Start Provided data
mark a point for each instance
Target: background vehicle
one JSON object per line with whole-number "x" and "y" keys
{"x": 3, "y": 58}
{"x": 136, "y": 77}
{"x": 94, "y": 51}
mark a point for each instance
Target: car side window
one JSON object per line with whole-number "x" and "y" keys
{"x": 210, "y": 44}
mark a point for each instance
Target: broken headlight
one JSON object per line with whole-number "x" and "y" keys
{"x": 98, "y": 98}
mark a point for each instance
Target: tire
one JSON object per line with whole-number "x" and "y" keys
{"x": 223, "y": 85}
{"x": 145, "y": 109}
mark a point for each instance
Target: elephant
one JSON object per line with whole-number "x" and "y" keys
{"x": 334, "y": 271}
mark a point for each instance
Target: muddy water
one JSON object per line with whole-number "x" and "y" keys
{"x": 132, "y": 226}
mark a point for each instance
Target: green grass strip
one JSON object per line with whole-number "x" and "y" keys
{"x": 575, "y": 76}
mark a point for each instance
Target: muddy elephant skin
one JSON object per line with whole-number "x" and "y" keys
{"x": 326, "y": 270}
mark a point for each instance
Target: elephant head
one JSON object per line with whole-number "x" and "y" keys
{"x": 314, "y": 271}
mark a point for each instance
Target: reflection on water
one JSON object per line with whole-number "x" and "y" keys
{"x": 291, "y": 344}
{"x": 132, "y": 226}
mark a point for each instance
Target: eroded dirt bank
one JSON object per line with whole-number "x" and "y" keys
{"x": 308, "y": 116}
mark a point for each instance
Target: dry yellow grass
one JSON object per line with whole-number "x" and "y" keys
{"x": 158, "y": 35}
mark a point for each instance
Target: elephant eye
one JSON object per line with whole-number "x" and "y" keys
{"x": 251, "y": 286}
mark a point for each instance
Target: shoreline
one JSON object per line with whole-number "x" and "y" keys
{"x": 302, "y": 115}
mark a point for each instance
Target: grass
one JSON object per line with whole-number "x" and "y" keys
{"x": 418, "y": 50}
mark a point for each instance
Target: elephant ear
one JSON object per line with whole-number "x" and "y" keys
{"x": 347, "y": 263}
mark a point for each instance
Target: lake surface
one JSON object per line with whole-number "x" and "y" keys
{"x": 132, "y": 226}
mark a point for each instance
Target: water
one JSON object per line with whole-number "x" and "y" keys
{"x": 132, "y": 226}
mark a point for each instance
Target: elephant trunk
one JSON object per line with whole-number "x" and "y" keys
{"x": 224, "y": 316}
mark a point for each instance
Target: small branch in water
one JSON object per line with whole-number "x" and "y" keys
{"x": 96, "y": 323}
End Provided data
- _Your objective_: Copy out the whole listing exactly.

- _Solution for this exercise_:
mark a point for each instance
Target: background vehicle
one JSON object per line with whole-number "x" and "y" keys
{"x": 3, "y": 58}
{"x": 136, "y": 77}
{"x": 94, "y": 51}
mark a point for each instance
Target: car side window
one JSON object per line with whole-number "x" and "y" keys
{"x": 210, "y": 44}
mark a point for each instance
Target: broken headlight
one JSON object per line with whole-number "x" and "y" keys
{"x": 98, "y": 98}
mark a point for each instance
Target: tire
one JSON object per line with whole-number "x" and "y" keys
{"x": 223, "y": 85}
{"x": 145, "y": 109}
mark a point for each instance
Target: elephant
one JSON object per line with whole-number "x" and "y" keys
{"x": 334, "y": 271}
mark a point for each instance
Target: muddy water
one JSON object per line with whole-number "x" and "y" keys
{"x": 132, "y": 226}
mark a point for each instance
Target: green grass strip
one JSON object per line with whole-number "x" and "y" keys
{"x": 575, "y": 76}
mark a point for each instance
Target: muddy elephant skin
one JSON object per line with whole-number "x" and "y" keys
{"x": 326, "y": 270}
mark a point for each instance
Target: elephant head
one JSON object per line with whole-number "x" and "y" keys
{"x": 314, "y": 271}
mark a point for each instance
Target: reflection on water
one JSON object per line with whole-number "x" and "y" keys
{"x": 291, "y": 344}
{"x": 132, "y": 226}
mark a point for each instance
Target: eroded dirt bank
one JSON object per line with whole-number "x" and "y" keys
{"x": 308, "y": 116}
mark a point for each instance
Target: dry yellow grass
one JSON object per line with whole-number "x" and "y" keys
{"x": 158, "y": 35}
mark a point for each instance
Target: elephant eye
one JSON object per line with whole-number "x" and "y" keys
{"x": 251, "y": 286}
mark a point for each instance
Target: shoreline
one JSON object per line with whole-number "x" and "y" keys
{"x": 302, "y": 115}
mark a point for each instance
Target: grass
one JSON object per line with whole-number "x" and "y" keys
{"x": 418, "y": 50}
mark a point for each instance
Target: elephant ear
one JSON object per line with whole-number "x" and "y" keys
{"x": 347, "y": 263}
mark a point for each instance
Target: lake surface
one JSON object per line with whole-number "x" and "y" keys
{"x": 132, "y": 226}
mark a point for each instance
Target: water
one JSON object per line with whole-number "x" and "y" keys
{"x": 132, "y": 226}
mark a point for each instance
Target: elephant trunk
one JSON object per line with whole-number "x" and "y" keys
{"x": 224, "y": 316}
mark a point for each instance
Target: small branch in water
one JSON object per line with whole-number "x" and "y" keys
{"x": 96, "y": 323}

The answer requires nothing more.